| Entries shown |
┌──

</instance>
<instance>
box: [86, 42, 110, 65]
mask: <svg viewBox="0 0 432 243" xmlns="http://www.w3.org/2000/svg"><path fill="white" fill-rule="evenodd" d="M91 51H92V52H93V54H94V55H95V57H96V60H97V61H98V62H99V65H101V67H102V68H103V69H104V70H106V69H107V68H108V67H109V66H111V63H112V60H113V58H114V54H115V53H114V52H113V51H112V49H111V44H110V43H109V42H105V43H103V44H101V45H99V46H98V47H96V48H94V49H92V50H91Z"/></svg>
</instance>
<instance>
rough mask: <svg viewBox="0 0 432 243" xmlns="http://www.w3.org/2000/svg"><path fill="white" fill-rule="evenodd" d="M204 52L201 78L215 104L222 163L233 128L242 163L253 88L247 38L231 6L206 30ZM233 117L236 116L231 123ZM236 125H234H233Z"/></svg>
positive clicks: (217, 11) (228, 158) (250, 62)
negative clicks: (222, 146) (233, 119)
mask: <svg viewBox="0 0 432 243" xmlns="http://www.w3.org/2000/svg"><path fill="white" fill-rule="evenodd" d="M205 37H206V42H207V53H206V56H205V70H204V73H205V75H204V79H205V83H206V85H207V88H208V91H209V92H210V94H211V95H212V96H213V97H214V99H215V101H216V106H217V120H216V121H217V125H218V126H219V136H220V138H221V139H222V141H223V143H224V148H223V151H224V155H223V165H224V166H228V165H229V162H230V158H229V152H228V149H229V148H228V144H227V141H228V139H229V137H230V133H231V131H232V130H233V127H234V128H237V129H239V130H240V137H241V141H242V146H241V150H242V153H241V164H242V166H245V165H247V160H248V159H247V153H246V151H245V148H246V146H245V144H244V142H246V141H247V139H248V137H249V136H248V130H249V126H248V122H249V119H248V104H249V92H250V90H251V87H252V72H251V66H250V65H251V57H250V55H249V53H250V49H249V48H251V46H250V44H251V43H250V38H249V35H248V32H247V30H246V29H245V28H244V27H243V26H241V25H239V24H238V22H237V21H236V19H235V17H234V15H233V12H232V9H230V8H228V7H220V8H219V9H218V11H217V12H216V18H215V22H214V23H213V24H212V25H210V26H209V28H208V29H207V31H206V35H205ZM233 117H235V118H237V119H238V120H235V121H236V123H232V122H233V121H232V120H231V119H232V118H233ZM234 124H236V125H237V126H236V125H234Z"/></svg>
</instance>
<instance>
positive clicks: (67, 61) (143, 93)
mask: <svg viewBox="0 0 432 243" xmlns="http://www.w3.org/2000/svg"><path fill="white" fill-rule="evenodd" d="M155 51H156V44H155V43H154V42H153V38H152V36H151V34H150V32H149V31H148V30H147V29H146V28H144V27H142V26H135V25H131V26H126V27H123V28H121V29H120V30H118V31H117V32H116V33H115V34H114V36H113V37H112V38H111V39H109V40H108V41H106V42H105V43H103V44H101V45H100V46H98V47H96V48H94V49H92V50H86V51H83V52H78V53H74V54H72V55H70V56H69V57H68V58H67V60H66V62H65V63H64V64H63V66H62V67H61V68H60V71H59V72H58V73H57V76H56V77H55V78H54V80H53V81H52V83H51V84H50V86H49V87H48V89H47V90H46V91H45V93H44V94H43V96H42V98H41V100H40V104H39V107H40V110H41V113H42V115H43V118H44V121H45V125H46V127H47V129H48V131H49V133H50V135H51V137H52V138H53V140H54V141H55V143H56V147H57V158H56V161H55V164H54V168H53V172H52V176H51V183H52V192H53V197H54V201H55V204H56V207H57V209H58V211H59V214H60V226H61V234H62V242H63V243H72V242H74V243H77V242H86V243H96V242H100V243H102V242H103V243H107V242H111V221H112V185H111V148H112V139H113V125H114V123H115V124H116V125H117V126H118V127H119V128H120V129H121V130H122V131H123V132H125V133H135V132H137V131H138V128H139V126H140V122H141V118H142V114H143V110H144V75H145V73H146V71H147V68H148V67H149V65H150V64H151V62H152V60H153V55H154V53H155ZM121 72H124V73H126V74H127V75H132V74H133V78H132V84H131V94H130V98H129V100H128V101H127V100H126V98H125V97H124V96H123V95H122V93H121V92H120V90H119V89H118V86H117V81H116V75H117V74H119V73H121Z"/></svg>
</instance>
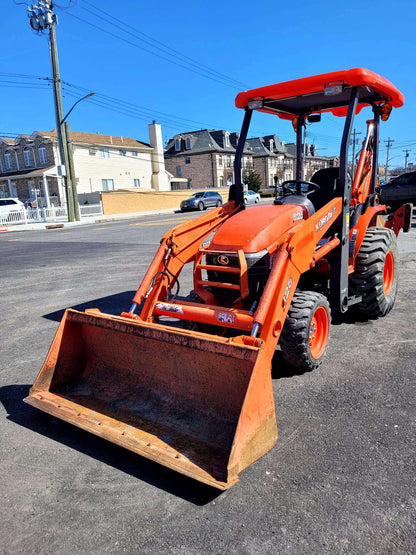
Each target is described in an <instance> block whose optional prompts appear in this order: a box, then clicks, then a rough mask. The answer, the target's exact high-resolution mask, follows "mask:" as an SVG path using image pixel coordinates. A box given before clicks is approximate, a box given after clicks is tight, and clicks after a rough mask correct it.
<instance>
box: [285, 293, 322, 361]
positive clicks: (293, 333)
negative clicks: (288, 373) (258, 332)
mask: <svg viewBox="0 0 416 555" xmlns="http://www.w3.org/2000/svg"><path fill="white" fill-rule="evenodd" d="M330 322H331V309H330V307H329V302H328V299H327V298H326V297H325V296H324V295H321V293H315V291H296V292H295V294H294V295H293V300H292V304H291V305H290V308H289V310H288V313H287V316H286V320H285V324H284V326H283V330H282V334H281V336H280V347H281V351H282V356H283V359H284V360H285V361H286V362H287V363H288V364H290V366H293V367H295V368H298V369H299V370H303V371H310V370H314V369H315V368H318V366H320V365H321V363H322V359H323V356H324V354H325V351H326V346H327V344H328V336H329V327H330Z"/></svg>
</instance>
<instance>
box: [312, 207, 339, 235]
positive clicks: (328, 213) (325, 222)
mask: <svg viewBox="0 0 416 555" xmlns="http://www.w3.org/2000/svg"><path fill="white" fill-rule="evenodd" d="M336 211H337V209H336V207H335V206H333V207H332V210H331V211H330V212H328V214H327V215H326V216H323V217H322V218H321V219H320V220H319V222H318V223H317V224H316V226H315V229H316V231H319V230H320V229H322V228H323V227H324V225H326V224H327V223H328V222H329V221H331V220H332V218H333V216H334V214H335V212H336Z"/></svg>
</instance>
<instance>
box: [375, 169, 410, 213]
mask: <svg viewBox="0 0 416 555" xmlns="http://www.w3.org/2000/svg"><path fill="white" fill-rule="evenodd" d="M379 196H380V202H381V203H382V204H386V205H387V206H390V207H391V208H398V207H399V206H401V205H402V204H404V203H405V202H412V203H413V204H416V171H415V172H406V173H402V175H399V176H398V177H395V178H394V179H392V180H391V181H389V182H388V183H386V184H385V185H382V186H381V187H380V195H379Z"/></svg>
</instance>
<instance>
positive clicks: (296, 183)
mask: <svg viewBox="0 0 416 555" xmlns="http://www.w3.org/2000/svg"><path fill="white" fill-rule="evenodd" d="M289 183H294V184H295V185H296V194H297V195H302V196H304V197H307V196H308V195H310V194H311V193H313V192H314V191H319V189H320V186H319V185H317V184H316V183H312V181H304V180H303V179H288V180H287V181H284V182H283V183H282V190H283V194H284V195H293V189H291V188H290V187H289ZM302 185H307V186H308V190H307V191H306V192H303V191H302Z"/></svg>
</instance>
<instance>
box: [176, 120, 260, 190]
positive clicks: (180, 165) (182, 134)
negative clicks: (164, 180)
mask: <svg viewBox="0 0 416 555" xmlns="http://www.w3.org/2000/svg"><path fill="white" fill-rule="evenodd" d="M238 137H239V134H238V133H229V132H228V131H225V130H220V131H215V130H213V129H201V130H199V131H189V132H187V133H181V134H179V135H175V136H174V137H173V138H172V139H170V141H169V142H168V144H167V146H166V148H165V165H166V169H167V171H168V172H170V173H171V174H172V175H173V177H172V178H171V182H172V189H184V188H188V189H207V188H211V187H214V188H222V187H229V186H230V185H232V184H233V183H234V157H235V149H236V147H237V142H238ZM252 164H253V158H252V155H251V153H250V151H249V149H248V148H247V147H246V148H245V149H244V152H243V158H242V168H243V170H244V169H245V168H249V167H251V166H252ZM176 179H178V181H175V180H176ZM179 180H180V181H179Z"/></svg>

└──

| Problem |
The entries above hold a line with "Each target is" and a later line with "positive clicks: (293, 333)". Write out exactly those lines and all lines between, nothing more.

| Answer |
Each target is described in an <instance> block whose optional prompts appear in this order: a box, then clicks, then a rough mask. The answer, the target's exact high-resolution mask, follows "mask:" as an SVG path using image pixel coordinates. A box given before clicks is approximate, a box given after clicks is tight, and clicks after a rough mask correct it.
<instance>
box: [285, 293, 322, 361]
positive clicks: (293, 333)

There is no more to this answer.